▸ **What needs to be done**
With both ends included, repeat exactly the lines of the entries below from the one containing "the white short-sleeve" down to the one containing "the black gondola", and no others.

*** Extracted data Section Begins ***

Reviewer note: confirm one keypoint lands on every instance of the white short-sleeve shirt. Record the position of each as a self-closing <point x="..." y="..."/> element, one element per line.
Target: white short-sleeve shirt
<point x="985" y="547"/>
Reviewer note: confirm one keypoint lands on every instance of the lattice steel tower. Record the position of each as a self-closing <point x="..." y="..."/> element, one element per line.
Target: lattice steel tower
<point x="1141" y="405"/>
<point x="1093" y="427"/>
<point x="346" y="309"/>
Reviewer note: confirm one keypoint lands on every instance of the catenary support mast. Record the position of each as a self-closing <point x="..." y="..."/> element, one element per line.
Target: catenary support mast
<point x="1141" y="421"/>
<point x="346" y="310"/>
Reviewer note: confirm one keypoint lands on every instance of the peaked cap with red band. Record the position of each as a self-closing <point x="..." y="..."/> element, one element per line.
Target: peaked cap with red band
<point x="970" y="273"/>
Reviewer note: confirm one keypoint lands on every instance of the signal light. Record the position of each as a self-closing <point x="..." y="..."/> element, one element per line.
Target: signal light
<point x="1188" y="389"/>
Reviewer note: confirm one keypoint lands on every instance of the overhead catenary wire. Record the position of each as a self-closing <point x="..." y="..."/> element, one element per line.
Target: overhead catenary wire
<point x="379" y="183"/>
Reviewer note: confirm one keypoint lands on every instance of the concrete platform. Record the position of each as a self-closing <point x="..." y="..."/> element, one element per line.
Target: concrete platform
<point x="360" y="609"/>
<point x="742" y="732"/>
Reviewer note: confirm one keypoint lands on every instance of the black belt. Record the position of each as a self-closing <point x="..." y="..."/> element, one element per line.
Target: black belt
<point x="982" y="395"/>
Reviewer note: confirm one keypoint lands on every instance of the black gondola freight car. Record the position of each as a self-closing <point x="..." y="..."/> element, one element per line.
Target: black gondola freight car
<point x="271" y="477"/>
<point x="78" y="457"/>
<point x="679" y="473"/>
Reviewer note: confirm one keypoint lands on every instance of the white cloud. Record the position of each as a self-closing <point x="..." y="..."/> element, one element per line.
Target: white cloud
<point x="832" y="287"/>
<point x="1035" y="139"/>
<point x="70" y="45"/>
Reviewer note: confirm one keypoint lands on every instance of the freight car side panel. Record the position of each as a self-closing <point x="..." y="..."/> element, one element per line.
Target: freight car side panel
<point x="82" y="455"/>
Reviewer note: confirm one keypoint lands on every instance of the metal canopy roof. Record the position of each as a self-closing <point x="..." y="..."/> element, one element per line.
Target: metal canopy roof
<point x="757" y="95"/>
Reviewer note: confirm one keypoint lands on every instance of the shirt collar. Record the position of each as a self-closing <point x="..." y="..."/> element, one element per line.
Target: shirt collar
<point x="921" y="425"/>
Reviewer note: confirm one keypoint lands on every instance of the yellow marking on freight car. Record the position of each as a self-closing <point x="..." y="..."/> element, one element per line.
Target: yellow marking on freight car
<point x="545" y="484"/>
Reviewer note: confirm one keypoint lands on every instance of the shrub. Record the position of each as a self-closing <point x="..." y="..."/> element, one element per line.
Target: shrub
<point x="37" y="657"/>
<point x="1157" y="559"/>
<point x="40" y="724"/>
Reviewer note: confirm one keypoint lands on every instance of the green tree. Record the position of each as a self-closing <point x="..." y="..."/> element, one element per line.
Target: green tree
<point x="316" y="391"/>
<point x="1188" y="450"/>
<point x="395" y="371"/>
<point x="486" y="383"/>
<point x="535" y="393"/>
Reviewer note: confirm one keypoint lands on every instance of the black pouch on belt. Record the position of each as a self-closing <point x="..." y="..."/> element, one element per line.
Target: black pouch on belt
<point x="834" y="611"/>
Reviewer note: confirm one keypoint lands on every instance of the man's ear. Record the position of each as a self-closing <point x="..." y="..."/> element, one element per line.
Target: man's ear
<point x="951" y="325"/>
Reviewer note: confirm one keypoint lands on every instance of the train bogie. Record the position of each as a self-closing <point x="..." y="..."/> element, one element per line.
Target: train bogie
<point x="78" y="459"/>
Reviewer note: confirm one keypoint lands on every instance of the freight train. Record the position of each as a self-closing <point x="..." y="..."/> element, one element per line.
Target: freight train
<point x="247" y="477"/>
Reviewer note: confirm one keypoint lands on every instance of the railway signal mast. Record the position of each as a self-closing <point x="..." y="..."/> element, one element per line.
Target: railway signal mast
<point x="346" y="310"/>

*** Extracted data Section Ends ***
*** Extracted data Section Begins ***

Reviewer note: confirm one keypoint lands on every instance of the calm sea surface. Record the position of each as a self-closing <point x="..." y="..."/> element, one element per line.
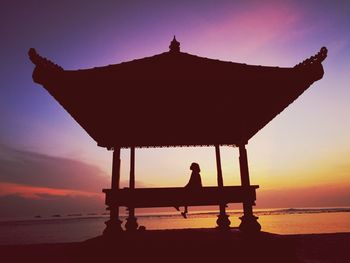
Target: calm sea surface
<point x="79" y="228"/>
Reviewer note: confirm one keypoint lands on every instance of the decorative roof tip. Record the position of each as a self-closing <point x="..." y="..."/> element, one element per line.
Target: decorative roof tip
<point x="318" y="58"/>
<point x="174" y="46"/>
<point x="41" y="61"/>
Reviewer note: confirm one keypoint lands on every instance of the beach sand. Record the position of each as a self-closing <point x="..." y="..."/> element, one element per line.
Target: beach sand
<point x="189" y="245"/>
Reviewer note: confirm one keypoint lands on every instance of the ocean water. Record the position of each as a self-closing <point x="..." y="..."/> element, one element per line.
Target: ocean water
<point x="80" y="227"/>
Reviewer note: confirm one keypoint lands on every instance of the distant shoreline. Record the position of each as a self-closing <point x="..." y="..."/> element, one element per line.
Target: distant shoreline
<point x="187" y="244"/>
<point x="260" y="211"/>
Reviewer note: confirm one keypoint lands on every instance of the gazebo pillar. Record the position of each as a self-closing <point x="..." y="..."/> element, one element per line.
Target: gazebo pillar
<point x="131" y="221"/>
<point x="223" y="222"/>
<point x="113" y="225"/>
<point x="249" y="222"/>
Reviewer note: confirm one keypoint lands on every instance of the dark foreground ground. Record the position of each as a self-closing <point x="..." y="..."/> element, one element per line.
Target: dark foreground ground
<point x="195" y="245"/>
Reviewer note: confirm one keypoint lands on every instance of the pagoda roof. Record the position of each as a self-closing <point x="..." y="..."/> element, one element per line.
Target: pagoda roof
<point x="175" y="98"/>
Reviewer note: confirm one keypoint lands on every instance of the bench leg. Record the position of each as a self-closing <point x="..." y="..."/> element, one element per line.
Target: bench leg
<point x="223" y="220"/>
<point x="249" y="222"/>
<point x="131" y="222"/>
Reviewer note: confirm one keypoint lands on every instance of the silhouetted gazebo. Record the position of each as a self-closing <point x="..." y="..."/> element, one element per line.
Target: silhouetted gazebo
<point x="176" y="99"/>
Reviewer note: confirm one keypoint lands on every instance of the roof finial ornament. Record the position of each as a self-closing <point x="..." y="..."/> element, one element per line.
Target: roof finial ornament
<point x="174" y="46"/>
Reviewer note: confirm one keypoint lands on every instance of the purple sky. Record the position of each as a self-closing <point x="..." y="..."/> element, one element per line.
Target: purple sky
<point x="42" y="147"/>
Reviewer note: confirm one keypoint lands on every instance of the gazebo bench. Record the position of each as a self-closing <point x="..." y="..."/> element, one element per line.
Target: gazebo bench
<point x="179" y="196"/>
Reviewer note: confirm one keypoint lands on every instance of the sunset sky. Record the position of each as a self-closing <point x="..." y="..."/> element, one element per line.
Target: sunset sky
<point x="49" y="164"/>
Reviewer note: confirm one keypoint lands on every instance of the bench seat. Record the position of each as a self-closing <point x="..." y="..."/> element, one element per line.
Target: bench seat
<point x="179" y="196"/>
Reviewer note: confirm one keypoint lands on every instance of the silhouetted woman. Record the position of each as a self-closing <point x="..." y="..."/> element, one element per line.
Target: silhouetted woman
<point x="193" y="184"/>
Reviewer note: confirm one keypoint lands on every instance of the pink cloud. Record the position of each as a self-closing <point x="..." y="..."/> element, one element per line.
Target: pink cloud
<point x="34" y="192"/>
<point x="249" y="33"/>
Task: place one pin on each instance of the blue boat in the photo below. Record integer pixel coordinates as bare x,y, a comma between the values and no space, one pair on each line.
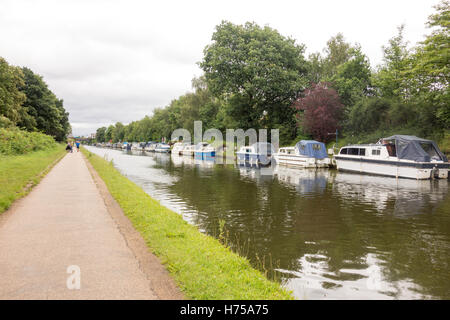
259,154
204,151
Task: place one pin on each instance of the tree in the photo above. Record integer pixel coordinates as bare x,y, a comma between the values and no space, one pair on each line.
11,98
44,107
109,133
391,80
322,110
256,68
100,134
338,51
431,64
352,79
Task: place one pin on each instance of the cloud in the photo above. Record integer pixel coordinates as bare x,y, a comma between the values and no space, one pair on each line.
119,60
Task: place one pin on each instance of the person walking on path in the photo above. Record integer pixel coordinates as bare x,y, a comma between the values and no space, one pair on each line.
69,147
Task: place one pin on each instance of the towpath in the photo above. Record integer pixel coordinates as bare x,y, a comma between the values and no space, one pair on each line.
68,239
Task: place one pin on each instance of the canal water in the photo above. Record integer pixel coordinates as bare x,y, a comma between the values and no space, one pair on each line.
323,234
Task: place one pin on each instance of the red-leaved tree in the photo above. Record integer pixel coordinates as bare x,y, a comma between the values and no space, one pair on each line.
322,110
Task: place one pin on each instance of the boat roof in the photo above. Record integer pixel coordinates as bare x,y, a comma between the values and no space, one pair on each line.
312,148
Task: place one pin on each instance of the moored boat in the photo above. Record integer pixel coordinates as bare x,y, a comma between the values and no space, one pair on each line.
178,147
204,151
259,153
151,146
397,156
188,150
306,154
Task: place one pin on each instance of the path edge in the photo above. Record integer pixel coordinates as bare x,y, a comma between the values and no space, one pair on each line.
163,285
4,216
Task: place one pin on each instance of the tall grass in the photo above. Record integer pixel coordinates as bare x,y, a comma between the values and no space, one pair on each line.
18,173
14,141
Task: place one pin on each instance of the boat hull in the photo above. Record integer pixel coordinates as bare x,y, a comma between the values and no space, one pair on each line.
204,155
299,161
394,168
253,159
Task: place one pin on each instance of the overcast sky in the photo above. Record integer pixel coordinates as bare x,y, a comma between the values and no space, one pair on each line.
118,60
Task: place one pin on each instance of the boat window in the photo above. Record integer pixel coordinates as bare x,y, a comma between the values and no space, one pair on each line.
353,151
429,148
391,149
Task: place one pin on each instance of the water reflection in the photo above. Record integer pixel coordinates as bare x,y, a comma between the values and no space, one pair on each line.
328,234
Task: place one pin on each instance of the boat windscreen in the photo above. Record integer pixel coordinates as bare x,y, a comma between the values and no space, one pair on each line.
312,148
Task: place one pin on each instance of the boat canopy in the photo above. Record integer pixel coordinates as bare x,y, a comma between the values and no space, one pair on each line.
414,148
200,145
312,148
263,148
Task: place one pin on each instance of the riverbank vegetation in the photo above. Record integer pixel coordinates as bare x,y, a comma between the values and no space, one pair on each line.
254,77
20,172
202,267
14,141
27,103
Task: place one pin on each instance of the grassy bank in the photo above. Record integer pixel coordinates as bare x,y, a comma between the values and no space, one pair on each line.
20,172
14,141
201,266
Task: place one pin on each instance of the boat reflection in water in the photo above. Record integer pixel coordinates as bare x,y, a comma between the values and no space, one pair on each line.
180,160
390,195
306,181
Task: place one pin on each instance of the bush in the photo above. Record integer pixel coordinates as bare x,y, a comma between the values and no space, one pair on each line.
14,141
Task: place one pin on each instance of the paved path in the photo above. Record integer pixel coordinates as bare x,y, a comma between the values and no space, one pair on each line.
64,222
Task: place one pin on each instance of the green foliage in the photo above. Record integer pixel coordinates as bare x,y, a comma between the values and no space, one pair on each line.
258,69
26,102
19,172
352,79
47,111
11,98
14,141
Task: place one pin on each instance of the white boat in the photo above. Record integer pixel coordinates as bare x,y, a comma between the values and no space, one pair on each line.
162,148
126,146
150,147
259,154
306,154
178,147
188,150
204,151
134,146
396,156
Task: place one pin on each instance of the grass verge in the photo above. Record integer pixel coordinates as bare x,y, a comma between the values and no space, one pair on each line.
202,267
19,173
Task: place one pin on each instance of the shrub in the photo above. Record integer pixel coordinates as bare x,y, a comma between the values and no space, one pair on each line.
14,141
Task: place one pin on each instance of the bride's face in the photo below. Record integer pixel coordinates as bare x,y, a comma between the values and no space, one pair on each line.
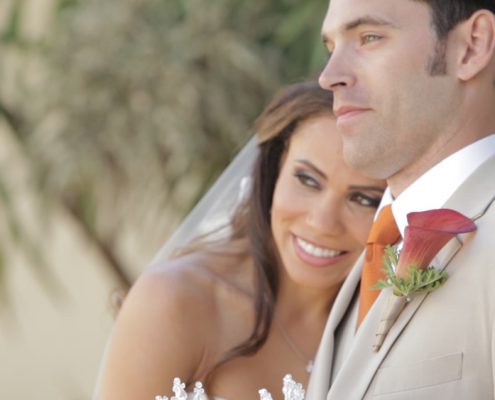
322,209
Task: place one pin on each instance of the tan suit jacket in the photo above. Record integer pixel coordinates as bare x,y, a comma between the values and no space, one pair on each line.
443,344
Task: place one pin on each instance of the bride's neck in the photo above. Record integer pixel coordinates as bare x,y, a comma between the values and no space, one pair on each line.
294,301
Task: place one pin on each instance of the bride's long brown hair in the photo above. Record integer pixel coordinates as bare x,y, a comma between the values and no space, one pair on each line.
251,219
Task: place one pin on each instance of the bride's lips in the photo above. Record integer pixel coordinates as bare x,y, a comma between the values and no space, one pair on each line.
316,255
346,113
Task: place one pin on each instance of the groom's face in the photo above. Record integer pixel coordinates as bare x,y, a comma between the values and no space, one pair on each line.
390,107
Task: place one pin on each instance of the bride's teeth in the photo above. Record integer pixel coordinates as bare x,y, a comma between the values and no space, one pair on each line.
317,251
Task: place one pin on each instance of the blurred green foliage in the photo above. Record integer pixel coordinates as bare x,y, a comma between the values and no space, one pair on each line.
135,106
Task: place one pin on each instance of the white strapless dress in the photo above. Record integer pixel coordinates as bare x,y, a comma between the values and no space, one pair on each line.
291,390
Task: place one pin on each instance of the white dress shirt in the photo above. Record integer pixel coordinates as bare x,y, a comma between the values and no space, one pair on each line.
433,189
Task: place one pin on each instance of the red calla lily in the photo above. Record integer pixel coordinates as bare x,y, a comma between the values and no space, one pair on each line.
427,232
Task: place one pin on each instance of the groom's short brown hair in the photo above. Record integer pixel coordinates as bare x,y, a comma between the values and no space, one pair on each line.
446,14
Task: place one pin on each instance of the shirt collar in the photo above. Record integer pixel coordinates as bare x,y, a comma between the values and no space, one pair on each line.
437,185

*** Extracted data Section Ends ***
*** Extracted data Section Begins ***

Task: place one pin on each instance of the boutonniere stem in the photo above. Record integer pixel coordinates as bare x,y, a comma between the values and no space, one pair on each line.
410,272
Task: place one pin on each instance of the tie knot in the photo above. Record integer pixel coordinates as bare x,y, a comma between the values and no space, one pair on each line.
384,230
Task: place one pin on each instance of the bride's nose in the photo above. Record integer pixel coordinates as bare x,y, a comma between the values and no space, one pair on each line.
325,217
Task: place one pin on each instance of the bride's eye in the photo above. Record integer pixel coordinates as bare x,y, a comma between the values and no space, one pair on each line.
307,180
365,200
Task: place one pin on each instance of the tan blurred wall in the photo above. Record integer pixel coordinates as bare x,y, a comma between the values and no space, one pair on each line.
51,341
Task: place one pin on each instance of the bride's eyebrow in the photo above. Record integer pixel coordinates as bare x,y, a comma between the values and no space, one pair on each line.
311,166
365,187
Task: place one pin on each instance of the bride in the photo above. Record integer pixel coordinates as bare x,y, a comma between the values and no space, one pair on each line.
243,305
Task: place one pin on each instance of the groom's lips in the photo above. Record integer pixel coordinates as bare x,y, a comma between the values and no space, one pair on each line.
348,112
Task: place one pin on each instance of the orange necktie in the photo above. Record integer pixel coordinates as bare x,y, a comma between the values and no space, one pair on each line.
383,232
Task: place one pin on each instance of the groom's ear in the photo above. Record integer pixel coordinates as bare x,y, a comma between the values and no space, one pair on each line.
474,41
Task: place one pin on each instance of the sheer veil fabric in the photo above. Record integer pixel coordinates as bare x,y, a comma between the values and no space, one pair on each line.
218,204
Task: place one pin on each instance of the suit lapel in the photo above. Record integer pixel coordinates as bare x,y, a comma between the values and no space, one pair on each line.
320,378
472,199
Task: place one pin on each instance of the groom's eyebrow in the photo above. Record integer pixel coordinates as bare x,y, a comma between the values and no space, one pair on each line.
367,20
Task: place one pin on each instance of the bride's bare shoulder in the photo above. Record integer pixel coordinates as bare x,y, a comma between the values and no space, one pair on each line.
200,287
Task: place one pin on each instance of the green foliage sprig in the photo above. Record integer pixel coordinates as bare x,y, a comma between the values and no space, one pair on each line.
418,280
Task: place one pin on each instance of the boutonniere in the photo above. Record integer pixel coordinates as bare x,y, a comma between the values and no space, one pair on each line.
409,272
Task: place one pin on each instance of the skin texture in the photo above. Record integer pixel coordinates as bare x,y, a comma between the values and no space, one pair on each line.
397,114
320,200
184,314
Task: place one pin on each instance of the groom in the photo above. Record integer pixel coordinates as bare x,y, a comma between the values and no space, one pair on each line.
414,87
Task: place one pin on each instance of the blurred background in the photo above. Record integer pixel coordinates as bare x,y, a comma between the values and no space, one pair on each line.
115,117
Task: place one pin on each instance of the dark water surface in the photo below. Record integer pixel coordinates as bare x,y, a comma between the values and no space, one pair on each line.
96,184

*** Extracted data Section Ends ***

▸ **Result for this task**
Reviewer note: confirm one keypoint lands on every instance of the white short-sleeve shirt. Record the position of each as a self-closing <point x="..." y="..."/> element, one element per line.
Target: white short-sleeve shirt
<point x="985" y="547"/>
Reviewer note: confirm one keypoint lands on every instance of the lattice steel tower. Record the position of each as a self-closing <point x="..." y="..."/> element, one element per line.
Target: lattice steel tower
<point x="1141" y="405"/>
<point x="1093" y="427"/>
<point x="346" y="309"/>
Reviewer note: confirm one keypoint lands on every instance of the catenary support mast. Record the position of each as a self-closing <point x="..." y="..."/> element, one element per line.
Target: catenary support mast
<point x="1141" y="421"/>
<point x="346" y="310"/>
Reviewer note: confirm one keypoint lands on every instance of the peaked cap with red band. Record the position of each as a self-closing <point x="..." y="..."/> element, one element per line.
Target: peaked cap with red band
<point x="970" y="273"/>
Reviewer note: confirm one keypoint lands on every instance of the signal light. Record the position of each as a self-closing <point x="..." y="..."/> element, one element per line.
Target: signal light
<point x="1188" y="389"/>
Reviewer note: confirm one keypoint lands on every instance of the overhead catenary wire. Record the position of each as a self-closing <point x="..." y="..."/> element, one element per line.
Target: overhead catenary wire
<point x="379" y="183"/>
Reviewer note: confirm one keypoint lands on every instance of the concrete platform. Record the position of each as a self-closing <point x="..." y="..."/> element, one element per line.
Target: concrete platform
<point x="360" y="609"/>
<point x="742" y="732"/>
Reviewer note: confirm one keypoint lands on every instance of the black belt. Record the position of each as a self-closing <point x="..." y="..."/> element, one element per line.
Target: black belt
<point x="982" y="395"/>
Reviewer note: confirm one keypoint lands on every instance of the black gondola freight car. Record the position of each as a self-closing <point x="..." y="..."/> element, one element per line.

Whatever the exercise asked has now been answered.